PROBLEM STATEMENT. Copy the part of the items below that runs from their start through the line containing "(760, 215), (819, 305)", swapping "striped" for "checkered" and leaving everything else unchanged.

INPUT RECORDS.

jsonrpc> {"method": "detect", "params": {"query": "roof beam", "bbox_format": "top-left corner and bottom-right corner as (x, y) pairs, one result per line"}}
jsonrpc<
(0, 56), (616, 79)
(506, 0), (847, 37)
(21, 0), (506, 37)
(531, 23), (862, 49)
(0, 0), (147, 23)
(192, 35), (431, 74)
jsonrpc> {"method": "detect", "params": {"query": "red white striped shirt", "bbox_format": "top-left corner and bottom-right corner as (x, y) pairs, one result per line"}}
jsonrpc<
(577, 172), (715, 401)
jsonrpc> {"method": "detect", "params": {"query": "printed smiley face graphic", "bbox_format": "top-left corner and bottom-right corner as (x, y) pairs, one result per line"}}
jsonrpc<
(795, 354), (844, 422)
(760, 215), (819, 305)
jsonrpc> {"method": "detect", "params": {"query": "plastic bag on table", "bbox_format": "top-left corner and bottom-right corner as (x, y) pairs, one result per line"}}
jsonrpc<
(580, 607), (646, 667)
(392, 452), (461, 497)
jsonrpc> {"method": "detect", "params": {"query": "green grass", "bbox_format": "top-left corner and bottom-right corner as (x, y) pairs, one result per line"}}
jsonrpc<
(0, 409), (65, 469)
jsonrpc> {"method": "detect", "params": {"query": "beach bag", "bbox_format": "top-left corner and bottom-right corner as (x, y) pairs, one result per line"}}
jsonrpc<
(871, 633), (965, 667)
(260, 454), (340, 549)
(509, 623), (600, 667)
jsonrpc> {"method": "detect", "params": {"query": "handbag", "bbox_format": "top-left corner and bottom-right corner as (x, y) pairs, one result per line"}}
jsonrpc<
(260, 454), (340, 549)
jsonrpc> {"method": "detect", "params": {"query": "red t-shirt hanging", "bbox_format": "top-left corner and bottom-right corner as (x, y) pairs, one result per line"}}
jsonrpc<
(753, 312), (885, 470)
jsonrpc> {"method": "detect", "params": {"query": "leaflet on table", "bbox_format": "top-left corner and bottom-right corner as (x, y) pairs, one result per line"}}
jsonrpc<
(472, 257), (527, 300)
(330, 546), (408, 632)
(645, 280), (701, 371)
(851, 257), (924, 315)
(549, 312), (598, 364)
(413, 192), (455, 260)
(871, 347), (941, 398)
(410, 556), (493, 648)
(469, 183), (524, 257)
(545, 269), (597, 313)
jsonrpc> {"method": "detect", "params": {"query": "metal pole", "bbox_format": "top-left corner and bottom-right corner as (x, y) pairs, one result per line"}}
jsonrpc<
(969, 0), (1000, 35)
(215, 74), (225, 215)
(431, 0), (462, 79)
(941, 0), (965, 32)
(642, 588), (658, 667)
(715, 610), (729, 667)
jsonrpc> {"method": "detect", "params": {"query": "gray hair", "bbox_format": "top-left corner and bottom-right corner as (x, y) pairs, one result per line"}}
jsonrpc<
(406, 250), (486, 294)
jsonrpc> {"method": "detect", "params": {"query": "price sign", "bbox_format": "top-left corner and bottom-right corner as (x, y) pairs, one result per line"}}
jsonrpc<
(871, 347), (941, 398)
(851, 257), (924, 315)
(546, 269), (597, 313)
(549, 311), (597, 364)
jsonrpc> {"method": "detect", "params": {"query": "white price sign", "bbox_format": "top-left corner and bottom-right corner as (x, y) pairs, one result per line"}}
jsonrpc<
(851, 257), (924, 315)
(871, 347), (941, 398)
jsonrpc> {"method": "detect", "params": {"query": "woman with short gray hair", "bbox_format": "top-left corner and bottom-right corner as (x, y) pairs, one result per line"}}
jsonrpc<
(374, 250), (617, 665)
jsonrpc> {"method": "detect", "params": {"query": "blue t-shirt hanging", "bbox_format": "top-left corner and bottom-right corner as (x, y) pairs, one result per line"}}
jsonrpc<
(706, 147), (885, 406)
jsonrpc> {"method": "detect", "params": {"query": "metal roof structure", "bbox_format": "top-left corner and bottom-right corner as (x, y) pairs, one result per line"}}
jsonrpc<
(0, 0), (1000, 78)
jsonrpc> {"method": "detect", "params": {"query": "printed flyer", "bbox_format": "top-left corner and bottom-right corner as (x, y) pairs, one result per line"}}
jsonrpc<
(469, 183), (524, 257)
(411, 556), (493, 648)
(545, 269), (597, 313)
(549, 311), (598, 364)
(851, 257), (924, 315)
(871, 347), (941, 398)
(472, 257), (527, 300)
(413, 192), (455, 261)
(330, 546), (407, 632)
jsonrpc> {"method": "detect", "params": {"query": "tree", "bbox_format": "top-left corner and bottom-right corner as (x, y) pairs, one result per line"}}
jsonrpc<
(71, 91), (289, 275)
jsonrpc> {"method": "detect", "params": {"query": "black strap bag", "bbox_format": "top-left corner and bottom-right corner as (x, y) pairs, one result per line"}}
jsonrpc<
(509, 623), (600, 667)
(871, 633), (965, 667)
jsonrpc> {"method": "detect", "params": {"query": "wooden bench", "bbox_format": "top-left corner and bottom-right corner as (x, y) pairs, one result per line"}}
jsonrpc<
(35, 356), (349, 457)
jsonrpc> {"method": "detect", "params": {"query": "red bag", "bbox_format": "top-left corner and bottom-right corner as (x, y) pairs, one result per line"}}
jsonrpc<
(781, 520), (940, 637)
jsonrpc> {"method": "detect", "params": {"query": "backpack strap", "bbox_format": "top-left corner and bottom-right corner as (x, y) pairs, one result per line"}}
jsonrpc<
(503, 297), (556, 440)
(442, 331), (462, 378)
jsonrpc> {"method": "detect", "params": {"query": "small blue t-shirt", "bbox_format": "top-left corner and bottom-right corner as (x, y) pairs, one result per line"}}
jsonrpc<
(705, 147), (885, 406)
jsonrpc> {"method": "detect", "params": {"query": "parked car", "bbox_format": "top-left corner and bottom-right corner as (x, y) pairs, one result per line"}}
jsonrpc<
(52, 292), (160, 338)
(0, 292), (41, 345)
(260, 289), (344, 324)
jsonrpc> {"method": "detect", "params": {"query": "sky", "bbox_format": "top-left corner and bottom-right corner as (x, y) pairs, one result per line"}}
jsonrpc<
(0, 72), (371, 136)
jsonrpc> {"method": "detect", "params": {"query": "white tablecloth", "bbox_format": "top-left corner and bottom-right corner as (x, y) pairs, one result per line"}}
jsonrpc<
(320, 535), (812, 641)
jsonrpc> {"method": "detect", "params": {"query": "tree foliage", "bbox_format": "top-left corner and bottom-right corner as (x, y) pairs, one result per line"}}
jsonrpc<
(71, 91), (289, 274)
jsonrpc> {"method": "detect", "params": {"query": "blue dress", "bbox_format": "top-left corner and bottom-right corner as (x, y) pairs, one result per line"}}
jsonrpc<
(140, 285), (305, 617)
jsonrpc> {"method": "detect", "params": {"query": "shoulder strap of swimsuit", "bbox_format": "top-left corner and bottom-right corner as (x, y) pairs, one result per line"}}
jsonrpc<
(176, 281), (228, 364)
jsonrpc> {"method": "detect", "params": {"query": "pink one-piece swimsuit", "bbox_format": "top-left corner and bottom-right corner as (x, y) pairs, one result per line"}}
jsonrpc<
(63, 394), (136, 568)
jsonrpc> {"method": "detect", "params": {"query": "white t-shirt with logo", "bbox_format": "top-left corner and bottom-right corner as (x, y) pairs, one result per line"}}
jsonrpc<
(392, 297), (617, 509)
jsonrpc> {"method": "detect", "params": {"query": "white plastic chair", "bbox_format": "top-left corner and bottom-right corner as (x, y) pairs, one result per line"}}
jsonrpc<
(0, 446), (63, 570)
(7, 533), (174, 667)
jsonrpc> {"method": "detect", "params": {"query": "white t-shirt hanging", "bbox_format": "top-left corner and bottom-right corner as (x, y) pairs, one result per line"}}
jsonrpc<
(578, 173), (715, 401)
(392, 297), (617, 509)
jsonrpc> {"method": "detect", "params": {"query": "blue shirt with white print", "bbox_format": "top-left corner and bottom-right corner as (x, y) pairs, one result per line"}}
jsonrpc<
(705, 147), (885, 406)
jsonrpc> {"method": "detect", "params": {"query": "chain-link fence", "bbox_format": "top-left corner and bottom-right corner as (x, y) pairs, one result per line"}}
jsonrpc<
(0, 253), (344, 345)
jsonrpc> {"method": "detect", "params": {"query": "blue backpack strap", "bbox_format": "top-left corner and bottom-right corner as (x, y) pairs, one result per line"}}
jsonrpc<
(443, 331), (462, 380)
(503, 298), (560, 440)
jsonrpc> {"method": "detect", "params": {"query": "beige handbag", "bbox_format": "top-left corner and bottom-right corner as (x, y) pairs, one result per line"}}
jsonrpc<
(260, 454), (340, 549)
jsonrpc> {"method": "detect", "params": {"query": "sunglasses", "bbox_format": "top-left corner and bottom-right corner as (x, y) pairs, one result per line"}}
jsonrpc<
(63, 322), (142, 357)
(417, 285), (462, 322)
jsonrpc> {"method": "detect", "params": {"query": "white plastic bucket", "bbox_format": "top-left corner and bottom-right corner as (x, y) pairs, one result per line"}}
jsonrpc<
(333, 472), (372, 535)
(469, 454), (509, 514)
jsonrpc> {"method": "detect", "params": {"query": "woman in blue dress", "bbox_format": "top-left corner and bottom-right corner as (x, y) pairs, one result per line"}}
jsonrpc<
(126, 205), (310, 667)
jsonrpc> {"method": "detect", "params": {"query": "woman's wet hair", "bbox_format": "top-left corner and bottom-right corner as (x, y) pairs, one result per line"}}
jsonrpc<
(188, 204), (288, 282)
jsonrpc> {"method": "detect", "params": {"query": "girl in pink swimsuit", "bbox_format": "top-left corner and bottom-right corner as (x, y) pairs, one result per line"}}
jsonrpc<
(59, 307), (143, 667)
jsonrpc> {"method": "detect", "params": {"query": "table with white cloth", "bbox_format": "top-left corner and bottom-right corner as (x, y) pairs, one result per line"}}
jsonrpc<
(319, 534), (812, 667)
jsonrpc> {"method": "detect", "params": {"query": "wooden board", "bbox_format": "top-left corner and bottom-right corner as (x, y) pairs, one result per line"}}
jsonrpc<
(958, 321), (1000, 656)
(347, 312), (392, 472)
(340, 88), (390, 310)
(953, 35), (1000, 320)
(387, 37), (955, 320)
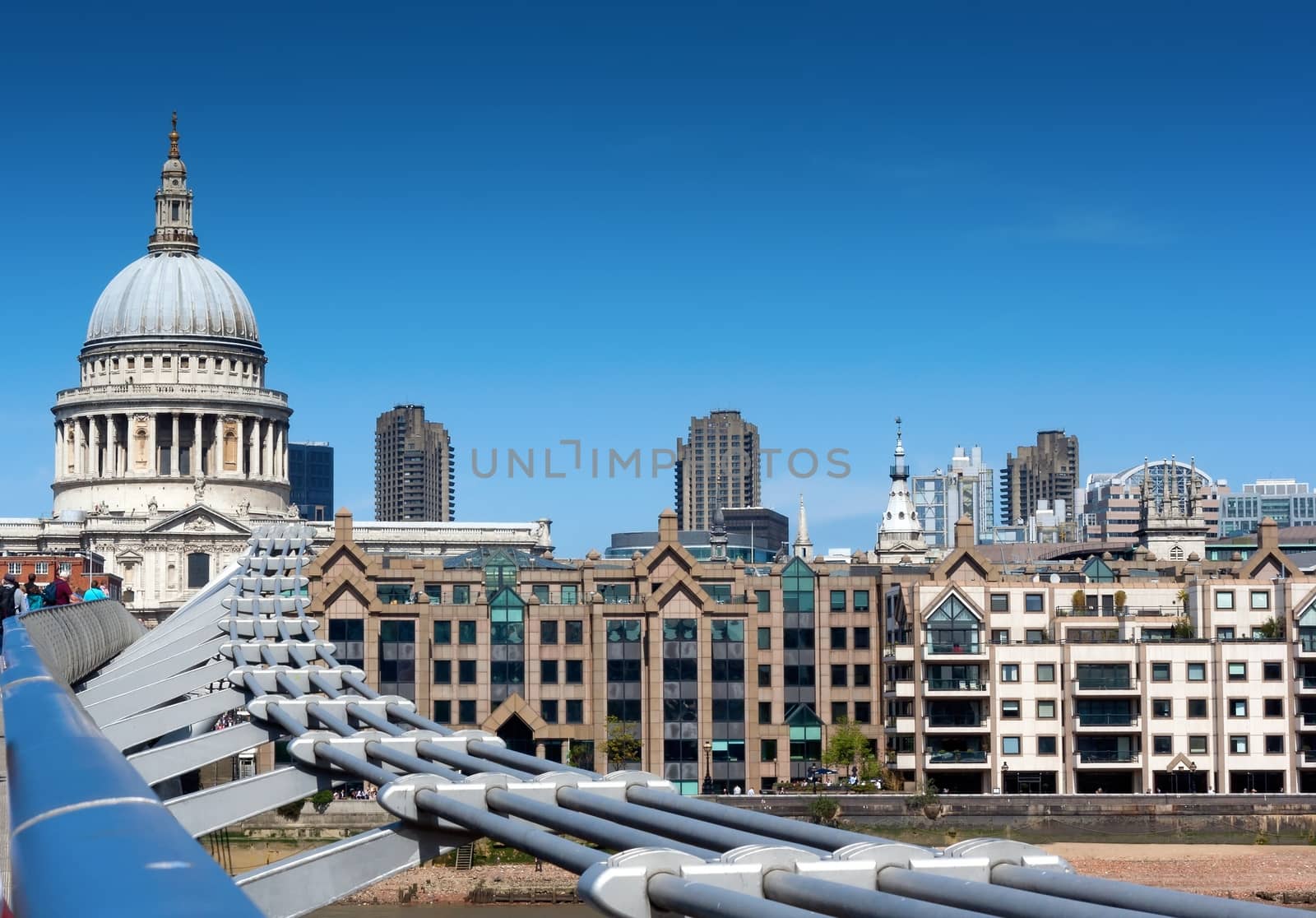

RESPONSE TO THIS EXERCISE.
jsonrpc> {"method": "detect", "params": {"query": "roof beam", "bbox_format": "top-left corner and bottom-right corner as (x, y) pairs, one result per line"}}
jsonrpc<
(0, 56), (616, 79)
(506, 0), (847, 37)
(21, 0), (506, 37)
(531, 23), (862, 49)
(0, 0), (147, 23)
(192, 35), (431, 74)
jsonrpc> {"method": "detect", "params": {"query": "red white checkered shirt", "bbox_format": "top-left corner and bottom-right corner as (x, y) pairs, one result per line"}}
jsonrpc<
(577, 172), (715, 401)
jsonrpc> {"method": "detect", "params": {"query": "printed smiley face graphic", "bbox_format": "top-left corner and bottom-right corner as (x, y) pairs, one result per line"}}
jsonrpc<
(795, 354), (844, 422)
(760, 215), (819, 305)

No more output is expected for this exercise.